↓↓↓

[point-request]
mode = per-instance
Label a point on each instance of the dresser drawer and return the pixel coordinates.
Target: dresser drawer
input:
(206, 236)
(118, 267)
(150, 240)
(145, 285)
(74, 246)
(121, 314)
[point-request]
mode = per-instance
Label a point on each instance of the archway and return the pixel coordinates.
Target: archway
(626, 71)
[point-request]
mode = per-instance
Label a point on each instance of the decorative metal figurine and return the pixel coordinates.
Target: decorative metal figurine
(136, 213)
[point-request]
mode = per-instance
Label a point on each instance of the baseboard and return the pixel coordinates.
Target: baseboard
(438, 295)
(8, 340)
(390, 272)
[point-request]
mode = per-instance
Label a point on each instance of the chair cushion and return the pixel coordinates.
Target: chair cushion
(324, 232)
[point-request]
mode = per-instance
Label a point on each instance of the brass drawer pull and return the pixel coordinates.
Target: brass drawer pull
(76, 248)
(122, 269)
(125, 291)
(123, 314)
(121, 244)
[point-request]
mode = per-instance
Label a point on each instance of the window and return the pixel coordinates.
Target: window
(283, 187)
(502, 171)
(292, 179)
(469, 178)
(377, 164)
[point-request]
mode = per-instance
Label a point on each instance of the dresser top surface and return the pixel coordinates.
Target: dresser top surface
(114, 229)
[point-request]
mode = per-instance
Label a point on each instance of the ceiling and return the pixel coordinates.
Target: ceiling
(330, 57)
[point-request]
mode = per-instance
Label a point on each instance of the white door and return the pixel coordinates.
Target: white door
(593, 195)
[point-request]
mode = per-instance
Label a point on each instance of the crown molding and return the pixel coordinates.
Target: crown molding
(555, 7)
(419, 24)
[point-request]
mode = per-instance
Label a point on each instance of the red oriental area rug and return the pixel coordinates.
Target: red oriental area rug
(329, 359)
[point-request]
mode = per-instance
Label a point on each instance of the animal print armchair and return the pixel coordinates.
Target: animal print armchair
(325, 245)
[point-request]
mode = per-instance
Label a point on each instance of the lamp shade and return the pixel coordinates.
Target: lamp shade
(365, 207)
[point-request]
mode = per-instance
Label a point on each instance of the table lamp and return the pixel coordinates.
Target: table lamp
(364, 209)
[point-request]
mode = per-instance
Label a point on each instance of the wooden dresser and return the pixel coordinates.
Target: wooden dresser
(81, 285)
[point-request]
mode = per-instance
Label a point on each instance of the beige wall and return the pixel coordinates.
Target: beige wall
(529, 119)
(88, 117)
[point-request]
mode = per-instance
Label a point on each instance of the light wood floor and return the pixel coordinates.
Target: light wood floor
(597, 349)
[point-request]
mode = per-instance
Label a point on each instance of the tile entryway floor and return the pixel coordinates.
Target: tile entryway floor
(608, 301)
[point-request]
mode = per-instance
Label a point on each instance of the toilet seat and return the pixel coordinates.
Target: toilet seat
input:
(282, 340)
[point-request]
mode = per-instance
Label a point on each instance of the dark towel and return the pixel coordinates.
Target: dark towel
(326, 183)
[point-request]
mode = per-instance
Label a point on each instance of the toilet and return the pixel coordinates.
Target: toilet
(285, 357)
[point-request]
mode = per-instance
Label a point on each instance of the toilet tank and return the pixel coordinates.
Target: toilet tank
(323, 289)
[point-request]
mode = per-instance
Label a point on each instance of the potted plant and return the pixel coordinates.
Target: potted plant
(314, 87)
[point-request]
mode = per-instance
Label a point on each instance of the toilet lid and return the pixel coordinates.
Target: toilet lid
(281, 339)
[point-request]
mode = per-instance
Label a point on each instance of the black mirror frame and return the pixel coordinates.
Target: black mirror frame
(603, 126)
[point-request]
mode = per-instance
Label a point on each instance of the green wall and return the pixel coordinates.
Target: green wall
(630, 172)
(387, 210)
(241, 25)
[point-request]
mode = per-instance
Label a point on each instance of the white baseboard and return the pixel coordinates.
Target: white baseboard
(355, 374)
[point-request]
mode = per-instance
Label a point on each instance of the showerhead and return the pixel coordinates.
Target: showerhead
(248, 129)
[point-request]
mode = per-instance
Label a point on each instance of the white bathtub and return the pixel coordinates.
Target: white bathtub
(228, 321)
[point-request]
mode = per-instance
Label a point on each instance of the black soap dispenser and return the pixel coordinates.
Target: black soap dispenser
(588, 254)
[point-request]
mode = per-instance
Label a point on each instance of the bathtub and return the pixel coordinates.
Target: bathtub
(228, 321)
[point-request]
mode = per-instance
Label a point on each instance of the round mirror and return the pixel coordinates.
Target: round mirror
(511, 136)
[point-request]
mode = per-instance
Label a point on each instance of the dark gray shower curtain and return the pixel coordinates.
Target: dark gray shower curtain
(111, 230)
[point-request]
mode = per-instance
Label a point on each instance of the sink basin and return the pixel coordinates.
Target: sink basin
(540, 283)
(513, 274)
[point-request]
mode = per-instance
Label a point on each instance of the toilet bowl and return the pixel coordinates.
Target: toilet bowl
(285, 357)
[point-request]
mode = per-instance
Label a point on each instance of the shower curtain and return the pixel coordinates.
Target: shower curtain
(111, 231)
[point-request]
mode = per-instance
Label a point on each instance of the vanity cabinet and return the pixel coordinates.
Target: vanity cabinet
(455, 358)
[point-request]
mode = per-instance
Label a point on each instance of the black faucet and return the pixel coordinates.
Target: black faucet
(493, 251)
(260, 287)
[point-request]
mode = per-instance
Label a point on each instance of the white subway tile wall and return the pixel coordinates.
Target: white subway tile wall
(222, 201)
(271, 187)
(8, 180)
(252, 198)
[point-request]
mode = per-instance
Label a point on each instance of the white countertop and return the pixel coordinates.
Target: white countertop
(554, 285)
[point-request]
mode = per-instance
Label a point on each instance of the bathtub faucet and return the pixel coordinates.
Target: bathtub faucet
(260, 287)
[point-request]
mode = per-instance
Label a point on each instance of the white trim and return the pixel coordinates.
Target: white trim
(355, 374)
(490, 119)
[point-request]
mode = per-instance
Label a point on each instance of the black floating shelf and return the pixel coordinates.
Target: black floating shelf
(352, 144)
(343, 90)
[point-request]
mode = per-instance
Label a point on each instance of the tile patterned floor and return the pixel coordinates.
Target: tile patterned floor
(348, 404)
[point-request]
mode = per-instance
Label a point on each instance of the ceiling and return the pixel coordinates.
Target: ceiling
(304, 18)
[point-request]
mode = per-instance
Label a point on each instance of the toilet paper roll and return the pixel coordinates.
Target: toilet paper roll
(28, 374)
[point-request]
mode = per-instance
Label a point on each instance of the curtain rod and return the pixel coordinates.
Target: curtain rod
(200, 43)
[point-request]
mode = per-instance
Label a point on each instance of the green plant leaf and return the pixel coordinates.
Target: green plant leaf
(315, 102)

↑↑↑

Given instruction: Find each line in the data above that contains the word "subway". Copy those lines in full.

Task solution:
Label a point on each instance of the white subway tile wall and return the pixel coordinates.
Target: white subway tile wall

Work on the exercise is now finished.